= DIRECTIONS FOR THIS TASK =
Reproduce the listing below, replacing every "point" with "target" and leaving all other text unchanged.

-- Start of DATA ENTRIES --

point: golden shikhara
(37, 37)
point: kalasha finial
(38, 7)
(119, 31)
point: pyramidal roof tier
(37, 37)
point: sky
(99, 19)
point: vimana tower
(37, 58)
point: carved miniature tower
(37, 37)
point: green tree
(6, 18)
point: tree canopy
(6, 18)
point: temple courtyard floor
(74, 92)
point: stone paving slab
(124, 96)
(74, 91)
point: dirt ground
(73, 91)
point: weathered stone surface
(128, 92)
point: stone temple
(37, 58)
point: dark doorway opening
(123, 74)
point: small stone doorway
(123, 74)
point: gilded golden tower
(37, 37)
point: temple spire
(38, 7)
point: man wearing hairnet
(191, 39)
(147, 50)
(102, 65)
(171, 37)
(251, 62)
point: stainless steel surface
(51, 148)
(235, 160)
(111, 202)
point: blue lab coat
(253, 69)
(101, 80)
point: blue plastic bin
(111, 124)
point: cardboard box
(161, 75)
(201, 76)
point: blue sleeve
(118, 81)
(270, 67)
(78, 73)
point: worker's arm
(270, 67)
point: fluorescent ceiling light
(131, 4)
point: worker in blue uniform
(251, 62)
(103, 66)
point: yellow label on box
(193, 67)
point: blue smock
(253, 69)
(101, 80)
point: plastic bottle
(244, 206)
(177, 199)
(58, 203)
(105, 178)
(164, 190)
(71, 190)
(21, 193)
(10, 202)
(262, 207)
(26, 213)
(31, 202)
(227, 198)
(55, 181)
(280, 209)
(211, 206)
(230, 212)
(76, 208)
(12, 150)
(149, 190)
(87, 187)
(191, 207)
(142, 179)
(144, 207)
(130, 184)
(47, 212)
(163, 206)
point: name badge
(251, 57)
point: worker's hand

-- End of DATA ENTRIES --

= SOLUTION FOR THIS EXERCISE =
target: golden shikhara
(37, 37)
target: kalasha finial
(38, 7)
(119, 31)
target: pyramidal roof tier
(37, 37)
target: sky
(99, 19)
target: vimana tower
(37, 58)
target: carved miniature tower
(37, 37)
target: green tree
(6, 18)
target: tree canopy
(6, 18)
target: temple courtyard floor
(74, 92)
target: stone paving slab
(124, 96)
(74, 91)
target: dirt ground
(73, 91)
target: weathered stone surface
(128, 92)
target: stone temple
(37, 58)
target: dark doorway opening
(123, 74)
target: small stone doorway
(123, 74)
target: gilded golden tower
(37, 37)
target: temple spire
(38, 7)
target: man wearing hairnet
(191, 39)
(147, 50)
(102, 65)
(171, 37)
(251, 62)
target: stainless steel surface
(51, 148)
(235, 160)
(111, 202)
target: blue lab coat
(253, 69)
(101, 80)
target: blue plastic bin
(111, 124)
target: cardboard box
(161, 75)
(201, 76)
target: blue sleeve
(118, 81)
(270, 67)
(78, 73)
target: worker's arm
(270, 67)
target: fluorescent ceiling light
(131, 4)
target: worker in blue uniform
(251, 62)
(103, 66)
target: yellow label on box
(193, 67)
target: blue smock
(253, 69)
(101, 80)
target: plastic bottle
(244, 206)
(177, 199)
(58, 203)
(105, 178)
(164, 190)
(71, 190)
(21, 193)
(10, 202)
(262, 207)
(26, 213)
(31, 202)
(227, 198)
(55, 181)
(280, 209)
(211, 206)
(230, 212)
(76, 208)
(12, 150)
(149, 190)
(87, 187)
(191, 207)
(142, 179)
(144, 207)
(130, 184)
(47, 212)
(163, 206)
target: name badge
(251, 57)
target: worker's hand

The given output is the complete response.